Prompt 1
Answer these questions about the forum post on peer-to-peer VoIP calls:
(a) To which UDP port on the acceptor does the caller connect to negotiate a call?
(b) What codec and bitrate range does Fideliphone use?
(c) In what programming language is Dualarrow written?
Prompt 2
Reproduce the part of the forum post on peer-to-peer VoIP calls that opens with the words containing "- Don't care" and closes with "can fix that?".

* BEGIN Text block *

# p2p VoIP calls. Any software? SIP PBX?



## Anatoly_kch (Dec 6, 2022)

Until now I've used plain old cellphone when supporting users. Sometimes it turns into many hours of conversations, so I'd like to try any p2p solution. Unfortunately, I can't find  anything good enough to fit my requirements:
- Should work without 3rd party server (but it's ok to set up my own)
- Client is behind NAT
- Small multiplatform app (client side: Windows, Linux, FreeBSD, my side: FreeBSD or Android)
- No complex registration for user. (Ideally only enter my IP and thats all)
- Don't care about ssl much, typically I'm not saying anything confidentional.
There are many SIP clients, but I can't connect SIP to SIP if one if them is behind NAT. I know very few about SIP protocol. All I can see is that caller connects to UDP port 5060 of acceptor to negotitate call, then acceptor connects back to caller from UDP port 4000 to dynamic UDP port for actual voice channel, but if caller is behind NAT that is not possible, and both sides hear silence.
 Question: Does setting up some PBX like Asteriks can fix that?

Other solutions (pure p2p) I found is:
- Fideliphone https://sourceforge.net/p/fideliphone/
This is FM radio quality (44100, celt 20-96kbps) telephone/conferencing over single UDP port. Dated year 2010, does not builds on my FreeBSD 12.2 desktop, need fix for modern wx widgets. But there are old windows builds laying around on the net (~4MB in size), they seems to be usable under wine.
- Dualarrow https://sourceforge.net/projects/dualarrow/
Pure java p2p phone (speex codec?). Didn't test that yet. Can't consider java lightweight.
Is there are anything better?


----------

* END Text block *
* BEGIN Raw records *

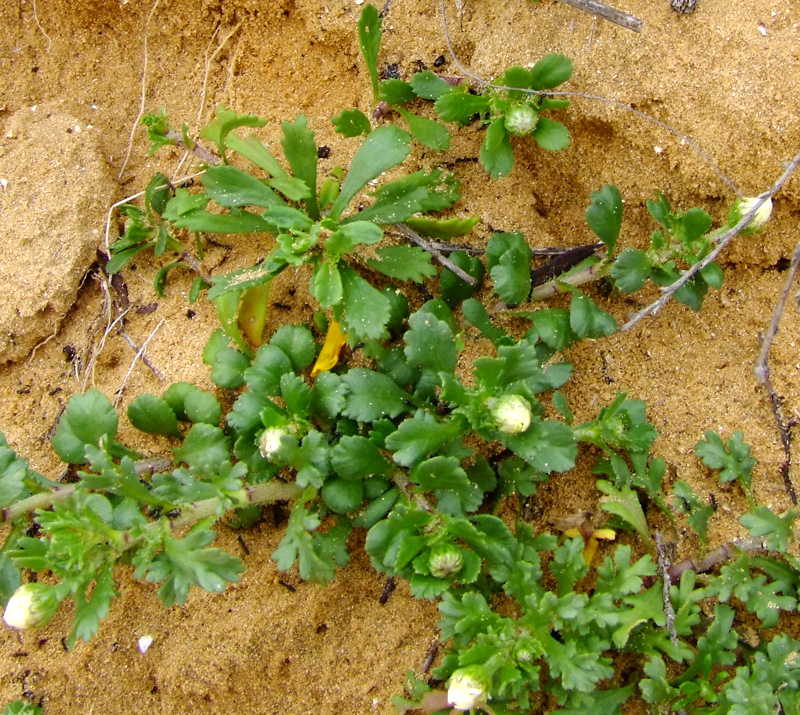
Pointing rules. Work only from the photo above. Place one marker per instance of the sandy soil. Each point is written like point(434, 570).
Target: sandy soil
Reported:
point(73, 78)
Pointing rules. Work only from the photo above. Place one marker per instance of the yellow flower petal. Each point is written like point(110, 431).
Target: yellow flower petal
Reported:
point(335, 340)
point(605, 534)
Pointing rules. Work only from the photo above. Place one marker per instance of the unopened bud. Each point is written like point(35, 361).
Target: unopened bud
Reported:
point(521, 120)
point(445, 560)
point(270, 440)
point(31, 605)
point(511, 414)
point(469, 688)
point(745, 205)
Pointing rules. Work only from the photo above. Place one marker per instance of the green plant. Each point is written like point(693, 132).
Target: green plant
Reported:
point(511, 106)
point(310, 223)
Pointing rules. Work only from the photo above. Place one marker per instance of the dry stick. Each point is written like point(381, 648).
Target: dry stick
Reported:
point(139, 354)
point(41, 29)
point(144, 91)
point(209, 60)
point(762, 373)
point(430, 248)
point(663, 571)
point(596, 98)
point(629, 22)
point(722, 242)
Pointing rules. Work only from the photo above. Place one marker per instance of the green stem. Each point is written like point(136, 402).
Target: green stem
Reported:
point(256, 494)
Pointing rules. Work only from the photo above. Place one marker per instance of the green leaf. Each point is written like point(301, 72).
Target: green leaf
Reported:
point(296, 395)
point(455, 493)
point(87, 419)
point(444, 229)
point(345, 238)
point(383, 149)
point(231, 187)
point(352, 123)
point(420, 436)
point(625, 504)
point(153, 415)
point(201, 406)
point(475, 312)
point(186, 562)
point(604, 215)
point(157, 193)
point(405, 263)
point(227, 365)
point(251, 148)
point(366, 309)
point(326, 284)
point(455, 290)
point(298, 545)
point(225, 121)
point(553, 326)
point(496, 155)
point(697, 511)
point(551, 135)
point(426, 131)
point(631, 270)
point(427, 85)
point(88, 613)
point(430, 343)
point(204, 449)
point(549, 446)
point(459, 106)
point(508, 258)
point(587, 319)
point(297, 343)
point(300, 150)
point(269, 366)
point(369, 39)
point(372, 395)
point(395, 91)
point(763, 523)
point(732, 458)
point(550, 71)
point(400, 199)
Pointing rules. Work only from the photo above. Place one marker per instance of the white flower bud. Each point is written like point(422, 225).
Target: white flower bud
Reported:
point(744, 205)
point(445, 560)
point(31, 605)
point(270, 440)
point(511, 414)
point(521, 120)
point(468, 688)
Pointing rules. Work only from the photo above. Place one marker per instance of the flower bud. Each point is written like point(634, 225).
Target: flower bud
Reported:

* END Raw records *

Exercise solution 1
(a) UDP port 5060.
(b) The CELT codec, at 20–96 kbps.
(c) Java.

Exercise solution 2
- Don't care about ssl much, typically I'm not saying anything confidentional.
There are many SIP clients, but I can't connect SIP to SIP if one if them is behind NAT. I know very few about SIP protocol. All I can see is that caller connects to UDP port 5060 of acceptor to negotitate call, then acceptor connects back to caller from UDP port 4000 to dynamic UDP port for actual voice channel, but if caller is behind NAT that is not possible, and both sides hear silence.
 Question: Does setting up some PBX like Asteriks can fix that?